> **Problem to solve**
Write out the lines below as a numbered list, leaving out any blank ones.

>> Start Record list

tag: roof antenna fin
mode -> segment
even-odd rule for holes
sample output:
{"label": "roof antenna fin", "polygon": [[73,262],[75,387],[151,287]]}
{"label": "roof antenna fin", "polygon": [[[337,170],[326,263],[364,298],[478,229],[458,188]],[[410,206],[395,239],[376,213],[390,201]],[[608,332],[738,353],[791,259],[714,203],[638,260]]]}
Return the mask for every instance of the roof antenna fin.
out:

>> End Record list

> **Solution below**
1. tag: roof antenna fin
2. mode -> segment
3. even-odd rule for holes
4. sample output:
5. {"label": "roof antenna fin", "polygon": [[73,262],[75,387],[151,287]]}
6. {"label": "roof antenna fin", "polygon": [[[337,170],[326,263],[364,298],[478,229],[458,188]],[[410,206],[395,239],[376,213],[390,201]],[[608,332],[738,353],[791,259],[714,203],[638,260]]]}
7. Return the mask for every instance of the roof antenna fin.
8. out:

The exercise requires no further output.